• _Source extract_
# Buffalo NO.15 Drill press restore



## Danow (Feb 1, 2021)

I inherited my grand dads drill press.  I was a rust bucket that was in my dads shed for 30 or 40 years.  It was covered in dirt and rat crap....  
I took her apart and sandblasted what I could and then painted it.   Bearings were good so I didn't replace any the motor worked fine.  I did change the start stop switch to a new style however.   I have uploaded some before and after photos.


----------



## Aukai (Feb 1, 2021)

Very good


----------



## brino (Feb 1, 2021)

Wow!

Excellent first post.

Welcome to the group!

-brino

EDIT: also great new colour......


----------



## matthewsx (Feb 1, 2021)

Hello and welcome  

That's a beautiful little drill press that will do some serious work, just right for a hobby machine shop. Always nice to keep something like that in the family too, grandad would be proud.

John


----------



## Danow (Feb 1, 2021)

brino said:


> Wow!
> 
> Excellent first post.
> 
> ...


Thanks


----------



## Danow (Feb 1, 2021)

matthewsx said:


> Hello and welcome
> 
> That's a beautiful little drill press that will do some serious work, just right for a hobby machine shop. Always nice to keep something like that in the family too, grandad would be proud.
> 
> John


Yep there was no way I was going to let this thing go out to pasture.


----------



## Danow (Feb 1, 2021)

Aukai said:


> Very good


Thanks


----------



## Boswell (Feb 1, 2021)

Very Nice work and welcome to the forum


----------



## Danow (Feb 1, 2021)

matthewsx said:


> Hello and welcome
> 
> That's a beautiful little drill press that will do some serious work, just right for a hobby machine shop. Always nice to keep something like that in the family too, grandad would be proud.
> 
> John


Thanks...  My dad would have liked it as well.  Wish I would have restored it sooner.


----------



## Danow (Feb 1, 2021)

Boswell said:


> Very Nice work and welcome to the forum


Thanks


Boswell said:


> Very Nice work and welcome to the forum


----------



## Danow (Feb 1, 2021)

Boswell said:


> Very Nice work and welcome to the forum


Thanks


----------



## Danow (Feb 1, 2021)

brino said:


> Wow!
> 
> Excellent first post.
> 
> ...


I picked the color because it is the color of my sons car ( Colbalt Blue Colbalt)  I was going to paint it the original gray but now I really like the cobalt blue and I plan on using it on my other restores.

• _Provided data_
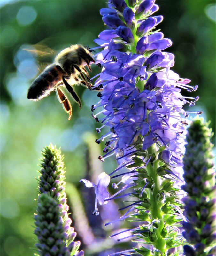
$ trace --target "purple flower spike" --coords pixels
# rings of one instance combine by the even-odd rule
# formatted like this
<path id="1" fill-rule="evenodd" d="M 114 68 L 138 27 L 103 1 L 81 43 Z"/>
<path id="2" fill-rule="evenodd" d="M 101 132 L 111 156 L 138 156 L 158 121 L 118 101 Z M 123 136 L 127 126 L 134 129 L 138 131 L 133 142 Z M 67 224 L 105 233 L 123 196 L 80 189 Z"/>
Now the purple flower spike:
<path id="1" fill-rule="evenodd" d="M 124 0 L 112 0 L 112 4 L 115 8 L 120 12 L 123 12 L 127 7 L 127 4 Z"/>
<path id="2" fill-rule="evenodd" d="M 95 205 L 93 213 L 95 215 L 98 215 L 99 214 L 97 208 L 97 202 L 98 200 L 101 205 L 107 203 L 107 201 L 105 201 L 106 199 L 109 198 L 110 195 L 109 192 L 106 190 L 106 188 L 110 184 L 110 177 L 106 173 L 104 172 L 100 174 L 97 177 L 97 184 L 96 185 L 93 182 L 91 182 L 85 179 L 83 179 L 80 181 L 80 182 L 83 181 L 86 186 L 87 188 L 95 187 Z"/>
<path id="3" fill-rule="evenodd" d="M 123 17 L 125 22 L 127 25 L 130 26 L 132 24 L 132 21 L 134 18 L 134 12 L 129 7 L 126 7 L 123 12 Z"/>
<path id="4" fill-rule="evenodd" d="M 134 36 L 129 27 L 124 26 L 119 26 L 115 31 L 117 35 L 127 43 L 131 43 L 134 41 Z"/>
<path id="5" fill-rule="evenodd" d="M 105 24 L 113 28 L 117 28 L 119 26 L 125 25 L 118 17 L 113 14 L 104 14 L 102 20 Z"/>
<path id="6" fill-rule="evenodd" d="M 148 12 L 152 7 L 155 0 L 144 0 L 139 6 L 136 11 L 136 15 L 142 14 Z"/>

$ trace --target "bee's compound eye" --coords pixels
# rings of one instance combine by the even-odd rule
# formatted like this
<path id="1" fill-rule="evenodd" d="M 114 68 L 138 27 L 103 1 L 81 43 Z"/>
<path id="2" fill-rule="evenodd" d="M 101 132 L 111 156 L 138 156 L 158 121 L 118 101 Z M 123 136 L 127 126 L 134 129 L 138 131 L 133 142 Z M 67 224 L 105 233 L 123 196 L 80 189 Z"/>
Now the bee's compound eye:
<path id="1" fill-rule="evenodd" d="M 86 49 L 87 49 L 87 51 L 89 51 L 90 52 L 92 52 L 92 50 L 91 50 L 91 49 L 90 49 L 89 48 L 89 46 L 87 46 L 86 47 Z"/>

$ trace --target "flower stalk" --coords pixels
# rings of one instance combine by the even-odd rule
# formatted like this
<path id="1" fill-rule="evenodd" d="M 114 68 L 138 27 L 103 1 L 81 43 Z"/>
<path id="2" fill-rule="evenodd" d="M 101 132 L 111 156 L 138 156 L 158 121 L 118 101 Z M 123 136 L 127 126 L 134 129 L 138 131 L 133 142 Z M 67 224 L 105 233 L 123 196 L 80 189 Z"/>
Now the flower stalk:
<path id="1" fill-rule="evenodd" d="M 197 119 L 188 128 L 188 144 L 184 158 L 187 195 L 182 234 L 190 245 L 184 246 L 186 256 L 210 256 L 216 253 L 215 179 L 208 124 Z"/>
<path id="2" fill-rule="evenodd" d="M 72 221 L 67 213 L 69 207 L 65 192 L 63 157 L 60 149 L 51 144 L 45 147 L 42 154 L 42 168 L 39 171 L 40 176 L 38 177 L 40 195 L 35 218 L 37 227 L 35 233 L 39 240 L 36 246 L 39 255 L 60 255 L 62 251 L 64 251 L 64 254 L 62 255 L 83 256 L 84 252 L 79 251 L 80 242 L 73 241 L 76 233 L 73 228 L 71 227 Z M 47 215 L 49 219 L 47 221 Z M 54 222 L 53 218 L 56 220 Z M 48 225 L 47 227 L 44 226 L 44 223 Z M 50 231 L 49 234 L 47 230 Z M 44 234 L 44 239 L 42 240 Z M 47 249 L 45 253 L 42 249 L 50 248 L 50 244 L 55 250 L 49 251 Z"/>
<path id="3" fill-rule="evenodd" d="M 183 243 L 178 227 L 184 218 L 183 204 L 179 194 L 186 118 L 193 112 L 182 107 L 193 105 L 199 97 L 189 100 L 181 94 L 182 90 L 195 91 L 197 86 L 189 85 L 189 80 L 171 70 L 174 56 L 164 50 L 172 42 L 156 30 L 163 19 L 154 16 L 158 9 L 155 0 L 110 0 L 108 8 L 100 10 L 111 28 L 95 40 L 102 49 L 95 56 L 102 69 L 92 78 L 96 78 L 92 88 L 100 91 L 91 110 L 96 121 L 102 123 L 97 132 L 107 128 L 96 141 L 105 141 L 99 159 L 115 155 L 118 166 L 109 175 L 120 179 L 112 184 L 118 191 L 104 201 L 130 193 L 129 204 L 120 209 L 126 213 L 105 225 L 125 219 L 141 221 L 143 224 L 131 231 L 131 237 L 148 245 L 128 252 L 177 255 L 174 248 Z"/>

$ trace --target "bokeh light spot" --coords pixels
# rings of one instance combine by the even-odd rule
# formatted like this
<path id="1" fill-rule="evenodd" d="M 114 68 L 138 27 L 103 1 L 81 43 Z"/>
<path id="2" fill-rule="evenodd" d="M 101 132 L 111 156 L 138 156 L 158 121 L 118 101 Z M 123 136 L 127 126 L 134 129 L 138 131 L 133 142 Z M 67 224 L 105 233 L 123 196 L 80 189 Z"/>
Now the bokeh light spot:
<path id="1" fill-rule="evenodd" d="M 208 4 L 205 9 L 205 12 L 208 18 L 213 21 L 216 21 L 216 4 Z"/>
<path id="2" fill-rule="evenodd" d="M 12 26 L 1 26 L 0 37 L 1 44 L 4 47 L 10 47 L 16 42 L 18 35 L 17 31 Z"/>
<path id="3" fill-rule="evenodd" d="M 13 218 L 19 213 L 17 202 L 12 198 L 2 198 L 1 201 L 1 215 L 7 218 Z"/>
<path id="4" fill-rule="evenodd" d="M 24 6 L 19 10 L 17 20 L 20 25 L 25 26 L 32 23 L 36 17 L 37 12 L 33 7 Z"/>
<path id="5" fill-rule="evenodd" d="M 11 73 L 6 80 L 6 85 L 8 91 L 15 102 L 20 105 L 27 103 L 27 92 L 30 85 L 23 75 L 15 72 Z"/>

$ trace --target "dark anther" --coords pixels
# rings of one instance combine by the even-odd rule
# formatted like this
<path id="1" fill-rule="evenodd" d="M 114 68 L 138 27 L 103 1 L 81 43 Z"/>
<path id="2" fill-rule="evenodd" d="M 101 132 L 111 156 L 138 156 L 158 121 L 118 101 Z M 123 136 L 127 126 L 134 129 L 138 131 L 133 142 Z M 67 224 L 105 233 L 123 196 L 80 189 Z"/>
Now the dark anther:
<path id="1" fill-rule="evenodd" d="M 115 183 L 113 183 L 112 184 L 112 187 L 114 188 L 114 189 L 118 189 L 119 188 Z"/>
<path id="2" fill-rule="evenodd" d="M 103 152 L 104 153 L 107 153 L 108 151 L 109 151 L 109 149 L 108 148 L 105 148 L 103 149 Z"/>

• _What this exercise asks_
1 - List every username that appears as a post author in the drill press restoration thread.
2 - Carry on the drill press restoration thread from its final post.
The records aren't needed for this work.

• _The replies_
1 - Danow, Aukai, brino, matthewsx, Boswell

2 -
----------



## matthewsx (Feb 1, 2021)

Danow said:


> Thanks...  My dad would have liked it as well.  Wish I would have restored it sooner.


Every time I walk into my shop my dad is right there with me....


----------



## hman (Feb 2, 2021)

I agree ... it's a great color (as well as a great looking restoration).


----------



## Danow (Feb 3, 2021)

hman said:


> I agree ... it's a great color (as well as a great looking restoration).


thanks.  I picked it because I am giving it to my son and he has a colbalt blue chevy colbalt.  I didn't want to paint it dark gray which was the original color.


----------



## NC Rick (Feb 3, 2021)

Super nice job!  Love seeing the old machine back in action.

any details on the manufacture dates?


----------



## Danow (Feb 3, 2021)

NC Rick said:


> Super nice job!  Love seeing the old machine back in action.
> 
> any details on the manufacture dates?


I will have to see if I can find any info on it.


----------



## NC Rick (Feb 3, 2021)

That would be cool.  I like when my tools have a story.  I’m a little goofy with tools.  Their history is kind of an emotional attachment for me.  I have a ratchet I found in around 1960 when collecting car parts with my dad at a big wrecking yard in Illinois.  I remember the day clearly every time I use it.

I rebuilt a drill press similar to yours and it is from 1937 +/- about a year.  Someone here had a period correct motor and switch I was able to acquire.  It works fantastically.  I hope your son really enjoys it!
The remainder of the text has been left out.